#### CHALLENGE
How many lines in the records below contain the string "hillside"? Case counts, and your reply should be only the number.
---------- DATA SUPPLIED ----------
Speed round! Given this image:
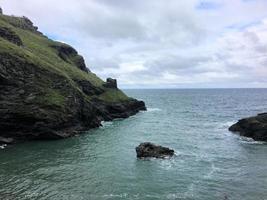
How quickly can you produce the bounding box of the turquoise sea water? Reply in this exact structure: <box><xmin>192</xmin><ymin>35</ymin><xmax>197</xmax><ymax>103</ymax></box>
<box><xmin>0</xmin><ymin>89</ymin><xmax>267</xmax><ymax>200</ymax></box>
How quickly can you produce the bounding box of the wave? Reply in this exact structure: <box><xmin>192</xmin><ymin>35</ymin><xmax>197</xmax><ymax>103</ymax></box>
<box><xmin>218</xmin><ymin>121</ymin><xmax>235</xmax><ymax>129</ymax></box>
<box><xmin>147</xmin><ymin>108</ymin><xmax>161</xmax><ymax>112</ymax></box>
<box><xmin>100</xmin><ymin>121</ymin><xmax>113</xmax><ymax>128</ymax></box>
<box><xmin>0</xmin><ymin>144</ymin><xmax>7</xmax><ymax>149</ymax></box>
<box><xmin>239</xmin><ymin>136</ymin><xmax>267</xmax><ymax>144</ymax></box>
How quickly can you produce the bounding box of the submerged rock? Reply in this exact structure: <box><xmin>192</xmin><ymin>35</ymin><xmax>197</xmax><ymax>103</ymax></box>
<box><xmin>135</xmin><ymin>142</ymin><xmax>174</xmax><ymax>158</ymax></box>
<box><xmin>229</xmin><ymin>113</ymin><xmax>267</xmax><ymax>141</ymax></box>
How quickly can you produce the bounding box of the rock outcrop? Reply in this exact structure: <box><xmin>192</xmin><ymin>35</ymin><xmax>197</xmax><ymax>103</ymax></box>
<box><xmin>0</xmin><ymin>27</ymin><xmax>22</xmax><ymax>46</ymax></box>
<box><xmin>104</xmin><ymin>78</ymin><xmax>118</xmax><ymax>89</ymax></box>
<box><xmin>229</xmin><ymin>113</ymin><xmax>267</xmax><ymax>141</ymax></box>
<box><xmin>135</xmin><ymin>142</ymin><xmax>174</xmax><ymax>158</ymax></box>
<box><xmin>0</xmin><ymin>15</ymin><xmax>146</xmax><ymax>143</ymax></box>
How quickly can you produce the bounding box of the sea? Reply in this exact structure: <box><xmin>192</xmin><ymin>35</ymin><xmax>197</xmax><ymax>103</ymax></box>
<box><xmin>0</xmin><ymin>89</ymin><xmax>267</xmax><ymax>200</ymax></box>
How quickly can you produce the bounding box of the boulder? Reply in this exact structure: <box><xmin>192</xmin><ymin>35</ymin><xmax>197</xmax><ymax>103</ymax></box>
<box><xmin>229</xmin><ymin>113</ymin><xmax>267</xmax><ymax>141</ymax></box>
<box><xmin>104</xmin><ymin>78</ymin><xmax>118</xmax><ymax>89</ymax></box>
<box><xmin>135</xmin><ymin>142</ymin><xmax>174</xmax><ymax>158</ymax></box>
<box><xmin>0</xmin><ymin>137</ymin><xmax>14</xmax><ymax>144</ymax></box>
<box><xmin>0</xmin><ymin>27</ymin><xmax>23</xmax><ymax>46</ymax></box>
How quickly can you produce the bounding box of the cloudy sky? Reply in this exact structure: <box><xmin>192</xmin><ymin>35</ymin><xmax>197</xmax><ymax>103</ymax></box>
<box><xmin>0</xmin><ymin>0</ymin><xmax>267</xmax><ymax>88</ymax></box>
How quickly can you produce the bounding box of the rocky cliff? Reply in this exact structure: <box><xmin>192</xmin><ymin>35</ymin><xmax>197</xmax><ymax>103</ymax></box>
<box><xmin>229</xmin><ymin>113</ymin><xmax>267</xmax><ymax>142</ymax></box>
<box><xmin>0</xmin><ymin>14</ymin><xmax>146</xmax><ymax>142</ymax></box>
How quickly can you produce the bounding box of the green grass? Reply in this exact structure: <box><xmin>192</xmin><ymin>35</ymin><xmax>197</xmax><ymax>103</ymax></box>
<box><xmin>0</xmin><ymin>15</ymin><xmax>132</xmax><ymax>105</ymax></box>
<box><xmin>99</xmin><ymin>89</ymin><xmax>129</xmax><ymax>102</ymax></box>
<box><xmin>37</xmin><ymin>89</ymin><xmax>65</xmax><ymax>109</ymax></box>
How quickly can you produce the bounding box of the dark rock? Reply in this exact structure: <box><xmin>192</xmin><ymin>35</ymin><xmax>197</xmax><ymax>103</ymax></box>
<box><xmin>0</xmin><ymin>27</ymin><xmax>22</xmax><ymax>46</ymax></box>
<box><xmin>104</xmin><ymin>78</ymin><xmax>118</xmax><ymax>89</ymax></box>
<box><xmin>51</xmin><ymin>43</ymin><xmax>89</xmax><ymax>72</ymax></box>
<box><xmin>135</xmin><ymin>142</ymin><xmax>174</xmax><ymax>158</ymax></box>
<box><xmin>229</xmin><ymin>113</ymin><xmax>267</xmax><ymax>141</ymax></box>
<box><xmin>75</xmin><ymin>80</ymin><xmax>104</xmax><ymax>95</ymax></box>
<box><xmin>0</xmin><ymin>16</ymin><xmax>146</xmax><ymax>142</ymax></box>
<box><xmin>0</xmin><ymin>136</ymin><xmax>14</xmax><ymax>144</ymax></box>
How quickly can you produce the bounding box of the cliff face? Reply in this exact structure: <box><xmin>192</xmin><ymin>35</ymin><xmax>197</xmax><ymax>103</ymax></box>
<box><xmin>0</xmin><ymin>15</ymin><xmax>146</xmax><ymax>142</ymax></box>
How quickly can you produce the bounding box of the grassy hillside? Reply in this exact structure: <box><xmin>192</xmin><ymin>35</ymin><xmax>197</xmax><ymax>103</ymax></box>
<box><xmin>0</xmin><ymin>15</ymin><xmax>128</xmax><ymax>104</ymax></box>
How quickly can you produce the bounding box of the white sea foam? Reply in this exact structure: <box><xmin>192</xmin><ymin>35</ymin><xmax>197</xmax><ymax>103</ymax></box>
<box><xmin>0</xmin><ymin>144</ymin><xmax>7</xmax><ymax>149</ymax></box>
<box><xmin>218</xmin><ymin>121</ymin><xmax>235</xmax><ymax>129</ymax></box>
<box><xmin>239</xmin><ymin>136</ymin><xmax>267</xmax><ymax>144</ymax></box>
<box><xmin>100</xmin><ymin>121</ymin><xmax>113</xmax><ymax>128</ymax></box>
<box><xmin>147</xmin><ymin>108</ymin><xmax>161</xmax><ymax>112</ymax></box>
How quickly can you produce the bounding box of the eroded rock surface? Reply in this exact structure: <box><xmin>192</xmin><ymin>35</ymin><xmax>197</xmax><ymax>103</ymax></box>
<box><xmin>135</xmin><ymin>142</ymin><xmax>174</xmax><ymax>158</ymax></box>
<box><xmin>229</xmin><ymin>113</ymin><xmax>267</xmax><ymax>141</ymax></box>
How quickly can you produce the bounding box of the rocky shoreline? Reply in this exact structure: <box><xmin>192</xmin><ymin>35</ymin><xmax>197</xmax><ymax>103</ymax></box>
<box><xmin>229</xmin><ymin>113</ymin><xmax>267</xmax><ymax>142</ymax></box>
<box><xmin>0</xmin><ymin>14</ymin><xmax>146</xmax><ymax>144</ymax></box>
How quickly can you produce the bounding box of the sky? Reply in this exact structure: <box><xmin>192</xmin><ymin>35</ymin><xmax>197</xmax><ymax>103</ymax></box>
<box><xmin>0</xmin><ymin>0</ymin><xmax>267</xmax><ymax>88</ymax></box>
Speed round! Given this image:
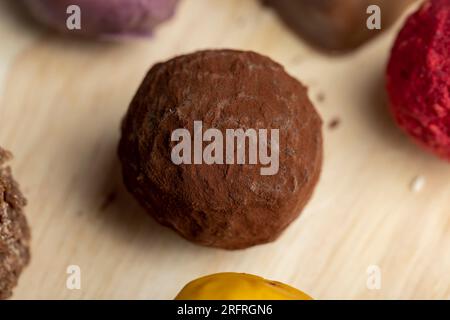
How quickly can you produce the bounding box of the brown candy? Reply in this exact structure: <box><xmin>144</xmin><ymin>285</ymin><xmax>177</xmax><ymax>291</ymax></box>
<box><xmin>0</xmin><ymin>148</ymin><xmax>30</xmax><ymax>299</ymax></box>
<box><xmin>119</xmin><ymin>50</ymin><xmax>322</xmax><ymax>249</ymax></box>
<box><xmin>264</xmin><ymin>0</ymin><xmax>415</xmax><ymax>51</ymax></box>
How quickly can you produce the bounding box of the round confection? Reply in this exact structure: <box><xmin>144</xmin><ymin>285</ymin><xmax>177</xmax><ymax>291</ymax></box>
<box><xmin>25</xmin><ymin>0</ymin><xmax>178</xmax><ymax>37</ymax></box>
<box><xmin>0</xmin><ymin>148</ymin><xmax>30</xmax><ymax>299</ymax></box>
<box><xmin>263</xmin><ymin>0</ymin><xmax>415</xmax><ymax>53</ymax></box>
<box><xmin>387</xmin><ymin>0</ymin><xmax>450</xmax><ymax>161</ymax></box>
<box><xmin>119</xmin><ymin>50</ymin><xmax>322</xmax><ymax>249</ymax></box>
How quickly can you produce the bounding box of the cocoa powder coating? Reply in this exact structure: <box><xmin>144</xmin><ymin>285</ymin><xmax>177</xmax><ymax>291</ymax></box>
<box><xmin>119</xmin><ymin>50</ymin><xmax>322</xmax><ymax>249</ymax></box>
<box><xmin>0</xmin><ymin>148</ymin><xmax>30</xmax><ymax>299</ymax></box>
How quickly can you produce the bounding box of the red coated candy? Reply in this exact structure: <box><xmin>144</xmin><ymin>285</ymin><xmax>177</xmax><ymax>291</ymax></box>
<box><xmin>387</xmin><ymin>0</ymin><xmax>450</xmax><ymax>161</ymax></box>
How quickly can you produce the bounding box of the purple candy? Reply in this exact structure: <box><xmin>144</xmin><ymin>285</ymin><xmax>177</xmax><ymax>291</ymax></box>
<box><xmin>25</xmin><ymin>0</ymin><xmax>178</xmax><ymax>37</ymax></box>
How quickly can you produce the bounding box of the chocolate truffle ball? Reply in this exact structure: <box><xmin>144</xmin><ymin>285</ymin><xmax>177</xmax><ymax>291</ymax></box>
<box><xmin>119</xmin><ymin>50</ymin><xmax>322</xmax><ymax>249</ymax></box>
<box><xmin>0</xmin><ymin>148</ymin><xmax>30</xmax><ymax>299</ymax></box>
<box><xmin>263</xmin><ymin>0</ymin><xmax>415</xmax><ymax>52</ymax></box>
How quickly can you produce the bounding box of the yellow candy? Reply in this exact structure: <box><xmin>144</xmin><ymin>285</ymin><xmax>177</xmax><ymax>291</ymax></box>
<box><xmin>175</xmin><ymin>272</ymin><xmax>313</xmax><ymax>300</ymax></box>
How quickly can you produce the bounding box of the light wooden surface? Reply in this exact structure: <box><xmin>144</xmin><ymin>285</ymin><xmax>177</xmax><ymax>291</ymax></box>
<box><xmin>0</xmin><ymin>0</ymin><xmax>450</xmax><ymax>299</ymax></box>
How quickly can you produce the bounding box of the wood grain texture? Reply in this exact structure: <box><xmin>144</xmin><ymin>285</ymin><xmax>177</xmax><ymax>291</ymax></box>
<box><xmin>0</xmin><ymin>0</ymin><xmax>450</xmax><ymax>299</ymax></box>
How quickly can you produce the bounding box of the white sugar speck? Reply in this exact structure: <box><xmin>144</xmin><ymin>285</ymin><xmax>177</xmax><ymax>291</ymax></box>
<box><xmin>411</xmin><ymin>176</ymin><xmax>426</xmax><ymax>193</ymax></box>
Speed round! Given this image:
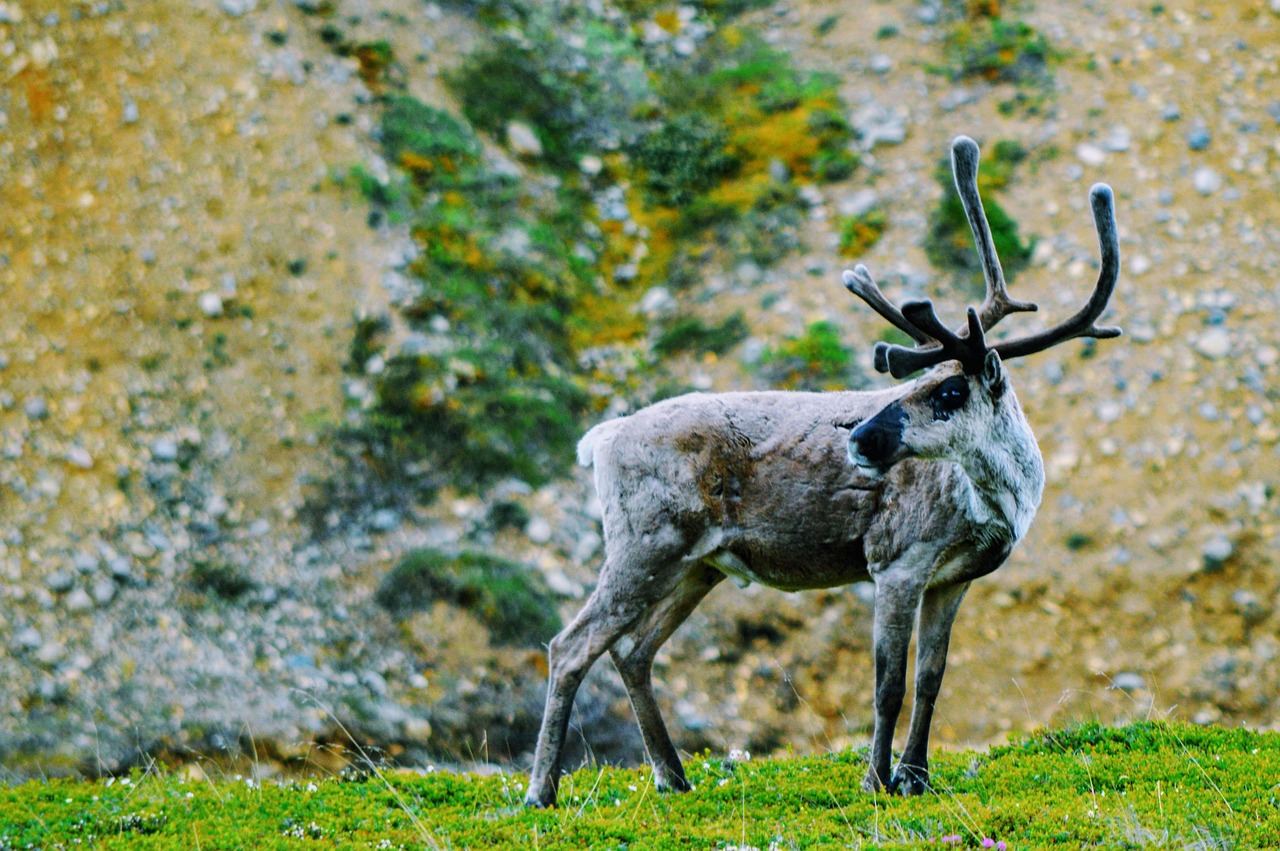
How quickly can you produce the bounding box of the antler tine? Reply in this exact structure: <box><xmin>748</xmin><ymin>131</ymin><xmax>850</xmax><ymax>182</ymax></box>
<box><xmin>844</xmin><ymin>264</ymin><xmax>933</xmax><ymax>345</ymax></box>
<box><xmin>876</xmin><ymin>298</ymin><xmax>987</xmax><ymax>379</ymax></box>
<box><xmin>988</xmin><ymin>183</ymin><xmax>1121</xmax><ymax>361</ymax></box>
<box><xmin>951</xmin><ymin>136</ymin><xmax>1038</xmax><ymax>330</ymax></box>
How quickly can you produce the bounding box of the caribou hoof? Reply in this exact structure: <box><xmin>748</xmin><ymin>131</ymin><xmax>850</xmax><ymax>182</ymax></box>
<box><xmin>525</xmin><ymin>787</ymin><xmax>556</xmax><ymax>810</ymax></box>
<box><xmin>653</xmin><ymin>773</ymin><xmax>694</xmax><ymax>792</ymax></box>
<box><xmin>888</xmin><ymin>765</ymin><xmax>929</xmax><ymax>797</ymax></box>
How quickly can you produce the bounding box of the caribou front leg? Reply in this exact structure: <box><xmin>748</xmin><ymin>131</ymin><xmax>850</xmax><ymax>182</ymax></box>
<box><xmin>888</xmin><ymin>582</ymin><xmax>969</xmax><ymax>795</ymax></box>
<box><xmin>863</xmin><ymin>562</ymin><xmax>923</xmax><ymax>792</ymax></box>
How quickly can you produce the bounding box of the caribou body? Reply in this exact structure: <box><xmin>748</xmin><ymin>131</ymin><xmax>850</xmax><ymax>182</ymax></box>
<box><xmin>526</xmin><ymin>137</ymin><xmax>1120</xmax><ymax>806</ymax></box>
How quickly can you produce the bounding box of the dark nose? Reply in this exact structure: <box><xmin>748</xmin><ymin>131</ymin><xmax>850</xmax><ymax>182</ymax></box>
<box><xmin>849</xmin><ymin>402</ymin><xmax>906</xmax><ymax>471</ymax></box>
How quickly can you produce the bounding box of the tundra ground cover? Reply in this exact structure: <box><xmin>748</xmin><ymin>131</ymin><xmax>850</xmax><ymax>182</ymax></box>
<box><xmin>0</xmin><ymin>722</ymin><xmax>1280</xmax><ymax>848</ymax></box>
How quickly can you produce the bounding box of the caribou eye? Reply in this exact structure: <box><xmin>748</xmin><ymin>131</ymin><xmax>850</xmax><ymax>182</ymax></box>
<box><xmin>929</xmin><ymin>375</ymin><xmax>969</xmax><ymax>420</ymax></box>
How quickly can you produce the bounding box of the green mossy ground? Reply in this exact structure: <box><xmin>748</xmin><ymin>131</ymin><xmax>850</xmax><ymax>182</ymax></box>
<box><xmin>0</xmin><ymin>723</ymin><xmax>1280</xmax><ymax>848</ymax></box>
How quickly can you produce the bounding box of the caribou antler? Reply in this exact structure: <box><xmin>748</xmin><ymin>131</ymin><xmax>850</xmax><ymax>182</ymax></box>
<box><xmin>845</xmin><ymin>136</ymin><xmax>1120</xmax><ymax>379</ymax></box>
<box><xmin>951</xmin><ymin>136</ymin><xmax>1039</xmax><ymax>331</ymax></box>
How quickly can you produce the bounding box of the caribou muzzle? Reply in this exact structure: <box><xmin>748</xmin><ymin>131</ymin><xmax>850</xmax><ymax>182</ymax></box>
<box><xmin>849</xmin><ymin>402</ymin><xmax>915</xmax><ymax>477</ymax></box>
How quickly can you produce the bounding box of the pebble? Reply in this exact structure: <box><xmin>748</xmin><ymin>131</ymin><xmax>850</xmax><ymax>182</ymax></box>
<box><xmin>14</xmin><ymin>627</ymin><xmax>45</xmax><ymax>650</ymax></box>
<box><xmin>369</xmin><ymin>508</ymin><xmax>399</xmax><ymax>532</ymax></box>
<box><xmin>507</xmin><ymin>122</ymin><xmax>543</xmax><ymax>160</ymax></box>
<box><xmin>1075</xmin><ymin>142</ymin><xmax>1107</xmax><ymax>165</ymax></box>
<box><xmin>45</xmin><ymin>571</ymin><xmax>76</xmax><ymax>594</ymax></box>
<box><xmin>849</xmin><ymin>101</ymin><xmax>906</xmax><ymax>151</ymax></box>
<box><xmin>1111</xmin><ymin>671</ymin><xmax>1147</xmax><ymax>692</ymax></box>
<box><xmin>938</xmin><ymin>86</ymin><xmax>978</xmax><ymax>113</ymax></box>
<box><xmin>1201</xmin><ymin>532</ymin><xmax>1235</xmax><ymax>571</ymax></box>
<box><xmin>22</xmin><ymin>395</ymin><xmax>49</xmax><ymax>420</ymax></box>
<box><xmin>1102</xmin><ymin>124</ymin><xmax>1132</xmax><ymax>154</ymax></box>
<box><xmin>1196</xmin><ymin>326</ymin><xmax>1231</xmax><ymax>361</ymax></box>
<box><xmin>218</xmin><ymin>0</ymin><xmax>257</xmax><ymax>18</ymax></box>
<box><xmin>151</xmin><ymin>438</ymin><xmax>178</xmax><ymax>462</ymax></box>
<box><xmin>525</xmin><ymin>517</ymin><xmax>552</xmax><ymax>544</ymax></box>
<box><xmin>63</xmin><ymin>587</ymin><xmax>93</xmax><ymax>612</ymax></box>
<box><xmin>1192</xmin><ymin>165</ymin><xmax>1222</xmax><ymax>196</ymax></box>
<box><xmin>1231</xmin><ymin>589</ymin><xmax>1271</xmax><ymax>626</ymax></box>
<box><xmin>67</xmin><ymin>447</ymin><xmax>93</xmax><ymax>470</ymax></box>
<box><xmin>106</xmin><ymin>555</ymin><xmax>133</xmax><ymax>582</ymax></box>
<box><xmin>836</xmin><ymin>189</ymin><xmax>879</xmax><ymax>219</ymax></box>
<box><xmin>93</xmin><ymin>578</ymin><xmax>115</xmax><ymax>605</ymax></box>
<box><xmin>200</xmin><ymin>290</ymin><xmax>223</xmax><ymax>319</ymax></box>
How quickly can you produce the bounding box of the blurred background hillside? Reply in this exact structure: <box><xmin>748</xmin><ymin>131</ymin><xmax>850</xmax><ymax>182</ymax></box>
<box><xmin>0</xmin><ymin>0</ymin><xmax>1280</xmax><ymax>779</ymax></box>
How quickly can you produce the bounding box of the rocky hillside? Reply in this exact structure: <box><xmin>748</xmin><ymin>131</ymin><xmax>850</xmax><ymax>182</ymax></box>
<box><xmin>0</xmin><ymin>0</ymin><xmax>1280</xmax><ymax>775</ymax></box>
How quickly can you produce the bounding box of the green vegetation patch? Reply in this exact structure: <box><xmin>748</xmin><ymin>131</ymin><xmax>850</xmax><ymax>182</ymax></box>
<box><xmin>0</xmin><ymin>722</ymin><xmax>1280</xmax><ymax>850</ymax></box>
<box><xmin>653</xmin><ymin>311</ymin><xmax>749</xmax><ymax>357</ymax></box>
<box><xmin>349</xmin><ymin>0</ymin><xmax>856</xmax><ymax>497</ymax></box>
<box><xmin>840</xmin><ymin>209</ymin><xmax>888</xmax><ymax>258</ymax></box>
<box><xmin>374</xmin><ymin>549</ymin><xmax>562</xmax><ymax>648</ymax></box>
<box><xmin>940</xmin><ymin>14</ymin><xmax>1053</xmax><ymax>84</ymax></box>
<box><xmin>760</xmin><ymin>321</ymin><xmax>865</xmax><ymax>390</ymax></box>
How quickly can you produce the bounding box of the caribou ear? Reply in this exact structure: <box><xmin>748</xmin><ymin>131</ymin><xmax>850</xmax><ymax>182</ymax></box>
<box><xmin>980</xmin><ymin>349</ymin><xmax>1007</xmax><ymax>399</ymax></box>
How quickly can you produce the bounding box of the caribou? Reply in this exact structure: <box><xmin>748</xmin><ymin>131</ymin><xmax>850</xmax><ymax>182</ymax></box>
<box><xmin>525</xmin><ymin>136</ymin><xmax>1120</xmax><ymax>807</ymax></box>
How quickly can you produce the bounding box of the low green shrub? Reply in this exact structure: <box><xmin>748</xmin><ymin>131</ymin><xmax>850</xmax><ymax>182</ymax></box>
<box><xmin>838</xmin><ymin>209</ymin><xmax>888</xmax><ymax>258</ymax></box>
<box><xmin>0</xmin><ymin>722</ymin><xmax>1280</xmax><ymax>850</ymax></box>
<box><xmin>760</xmin><ymin>321</ymin><xmax>865</xmax><ymax>390</ymax></box>
<box><xmin>942</xmin><ymin>17</ymin><xmax>1052</xmax><ymax>84</ymax></box>
<box><xmin>374</xmin><ymin>549</ymin><xmax>561</xmax><ymax>648</ymax></box>
<box><xmin>631</xmin><ymin>113</ymin><xmax>741</xmax><ymax>207</ymax></box>
<box><xmin>653</xmin><ymin>311</ymin><xmax>750</xmax><ymax>356</ymax></box>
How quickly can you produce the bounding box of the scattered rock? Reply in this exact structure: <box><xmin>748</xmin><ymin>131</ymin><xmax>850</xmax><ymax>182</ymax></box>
<box><xmin>13</xmin><ymin>627</ymin><xmax>45</xmax><ymax>650</ymax></box>
<box><xmin>218</xmin><ymin>0</ymin><xmax>257</xmax><ymax>18</ymax></box>
<box><xmin>1111</xmin><ymin>671</ymin><xmax>1147</xmax><ymax>694</ymax></box>
<box><xmin>1196</xmin><ymin>325</ymin><xmax>1231</xmax><ymax>361</ymax></box>
<box><xmin>1192</xmin><ymin>165</ymin><xmax>1222</xmax><ymax>196</ymax></box>
<box><xmin>67</xmin><ymin>447</ymin><xmax>93</xmax><ymax>470</ymax></box>
<box><xmin>1075</xmin><ymin>143</ymin><xmax>1107</xmax><ymax>165</ymax></box>
<box><xmin>93</xmin><ymin>578</ymin><xmax>115</xmax><ymax>605</ymax></box>
<box><xmin>850</xmin><ymin>101</ymin><xmax>906</xmax><ymax>151</ymax></box>
<box><xmin>45</xmin><ymin>571</ymin><xmax>76</xmax><ymax>594</ymax></box>
<box><xmin>200</xmin><ymin>290</ymin><xmax>223</xmax><ymax>319</ymax></box>
<box><xmin>525</xmin><ymin>517</ymin><xmax>552</xmax><ymax>544</ymax></box>
<box><xmin>1102</xmin><ymin>124</ymin><xmax>1132</xmax><ymax>154</ymax></box>
<box><xmin>1201</xmin><ymin>532</ymin><xmax>1235</xmax><ymax>572</ymax></box>
<box><xmin>63</xmin><ymin>587</ymin><xmax>93</xmax><ymax>612</ymax></box>
<box><xmin>836</xmin><ymin>189</ymin><xmax>879</xmax><ymax>219</ymax></box>
<box><xmin>507</xmin><ymin>122</ymin><xmax>543</xmax><ymax>160</ymax></box>
<box><xmin>369</xmin><ymin>508</ymin><xmax>401</xmax><ymax>532</ymax></box>
<box><xmin>151</xmin><ymin>438</ymin><xmax>178</xmax><ymax>463</ymax></box>
<box><xmin>1231</xmin><ymin>589</ymin><xmax>1271</xmax><ymax>626</ymax></box>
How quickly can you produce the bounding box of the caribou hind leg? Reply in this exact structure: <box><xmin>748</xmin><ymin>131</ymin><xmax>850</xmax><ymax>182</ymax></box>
<box><xmin>525</xmin><ymin>527</ymin><xmax>696</xmax><ymax>806</ymax></box>
<box><xmin>609</xmin><ymin>564</ymin><xmax>724</xmax><ymax>792</ymax></box>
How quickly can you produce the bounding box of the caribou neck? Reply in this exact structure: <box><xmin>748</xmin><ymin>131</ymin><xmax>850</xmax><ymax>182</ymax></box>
<box><xmin>959</xmin><ymin>388</ymin><xmax>1044</xmax><ymax>544</ymax></box>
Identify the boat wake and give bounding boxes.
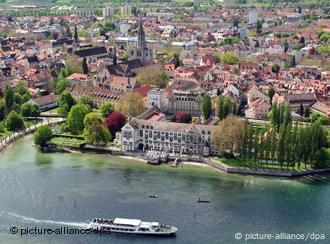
----------
#### REPLY TO THE EXERCISE
3